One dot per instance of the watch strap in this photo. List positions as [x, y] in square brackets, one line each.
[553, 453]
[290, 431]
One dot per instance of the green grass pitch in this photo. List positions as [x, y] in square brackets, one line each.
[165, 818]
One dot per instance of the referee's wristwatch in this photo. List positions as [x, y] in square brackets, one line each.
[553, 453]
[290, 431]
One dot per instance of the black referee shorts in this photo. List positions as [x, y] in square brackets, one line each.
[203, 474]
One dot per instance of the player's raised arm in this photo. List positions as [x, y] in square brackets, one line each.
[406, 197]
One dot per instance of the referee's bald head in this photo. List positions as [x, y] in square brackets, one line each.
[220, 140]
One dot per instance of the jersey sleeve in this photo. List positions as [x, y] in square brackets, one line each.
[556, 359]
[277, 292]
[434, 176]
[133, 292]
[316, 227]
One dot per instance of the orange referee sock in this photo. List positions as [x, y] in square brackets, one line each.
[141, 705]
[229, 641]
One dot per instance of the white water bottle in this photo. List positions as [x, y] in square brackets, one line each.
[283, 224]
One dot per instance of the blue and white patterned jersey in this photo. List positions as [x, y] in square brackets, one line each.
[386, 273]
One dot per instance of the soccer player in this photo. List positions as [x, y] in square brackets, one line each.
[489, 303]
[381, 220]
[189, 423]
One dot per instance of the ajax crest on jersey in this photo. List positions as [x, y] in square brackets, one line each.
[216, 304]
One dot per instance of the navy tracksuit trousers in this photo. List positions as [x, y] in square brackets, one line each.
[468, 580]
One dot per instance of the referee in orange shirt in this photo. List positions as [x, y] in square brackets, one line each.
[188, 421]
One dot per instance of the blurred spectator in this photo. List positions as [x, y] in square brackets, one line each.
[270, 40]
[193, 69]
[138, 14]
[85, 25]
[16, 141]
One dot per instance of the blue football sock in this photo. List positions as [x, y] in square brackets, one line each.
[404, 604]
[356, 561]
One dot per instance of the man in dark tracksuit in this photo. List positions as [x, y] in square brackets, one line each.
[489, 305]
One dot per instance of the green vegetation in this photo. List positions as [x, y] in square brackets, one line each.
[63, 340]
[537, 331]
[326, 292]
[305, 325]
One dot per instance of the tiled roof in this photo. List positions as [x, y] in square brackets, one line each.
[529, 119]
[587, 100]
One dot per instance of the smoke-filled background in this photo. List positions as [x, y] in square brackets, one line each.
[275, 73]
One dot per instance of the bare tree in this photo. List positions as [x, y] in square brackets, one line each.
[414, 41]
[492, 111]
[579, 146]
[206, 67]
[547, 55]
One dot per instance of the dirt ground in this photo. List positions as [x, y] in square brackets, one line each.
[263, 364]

■ WORK REQUEST ■
Output the entire listing exactly, including each line.

■ EXERCISE ANSWER ■
One dot per instance of the watch strap in this photo. List positions as [x, y] in square brackets, one line each.
[553, 453]
[290, 431]
One dot per instance of the green grass pitch in this photo. List positions as [x, y] in square brackets, one line each.
[165, 818]
One dot per instance of the referee's wristwatch in this photo. List positions as [x, y] in square brackets, one line each.
[553, 453]
[290, 431]
One dot per instance of the black referee shorts in this photo. List positions as [x, y] in square brackets, one line each.
[203, 474]
One dot per instance of the player's raised arm in this photo. List positions as [x, y] in square brackets, one line each.
[406, 197]
One dot per instance of the referee's bald head in this photo. List positions as [x, y] in square brackets, one line each.
[220, 140]
One dot per instance of the jersey sleeve in this photo. List positions as [x, y] in square brackets, one line each.
[556, 359]
[277, 292]
[434, 176]
[133, 292]
[316, 227]
One dot per instance of the orange referee sock in this photo. List positions as [x, y] in square brackets, one line each.
[141, 705]
[229, 641]
One dot per instance of the white water bottle in this photo. List positions as [x, y] in square brackets, one line each.
[283, 224]
One dot per instance of the blue and white patterned jersey in this photo. List positions as [x, y] in square brackets, one line each.
[386, 273]
One dot per instance of the soccer player in this photo. List positions as [x, y] in square brackets, one line each.
[489, 303]
[381, 220]
[189, 423]
One dot per instance of the ajax crest on jersey in this photo. List positions as [x, y] in square brackets, one line each.
[216, 304]
One dot per instance of the navy tracksuit trousers in this photo. List positions as [x, y] in square brackets, one line each.
[468, 580]
One dot per instance of the referee in orange shirt in this photo. List positions as [x, y] in square brackets, one line each.
[188, 421]
One dot per instance of the blurred spectator in this photo. List positions as [x, y] in square brackets, one line each.
[270, 40]
[193, 69]
[138, 14]
[85, 25]
[16, 141]
One dot per instance of the blue football sock in this photo. List positions as [x, y] in square brackets, one line each.
[404, 604]
[356, 561]
One dot per instance of the man in dark tracksuit in this photo. List positions as [x, y] in square brackets, one line each.
[489, 305]
One dot per instance of the green vegetation in this photo. List positions as [x, y] in square brackets, one line each.
[63, 340]
[537, 331]
[326, 292]
[305, 325]
One dot per instance of the tiled roof in this photo. List positions as [x, y] in square brackets, one line each.
[529, 119]
[587, 100]
One dot per instance of the smoke-filled background in this photo. List positions as [x, y] in square brackets, one line each.
[275, 73]
One dot per instance of the bare tree in this photo. List positions as [x, y] in square brackets, one line each.
[414, 41]
[492, 111]
[579, 146]
[206, 67]
[547, 55]
One dot per instance of the dirt ground in this photo. List positions as [x, y] in square brackets, one line each.
[263, 364]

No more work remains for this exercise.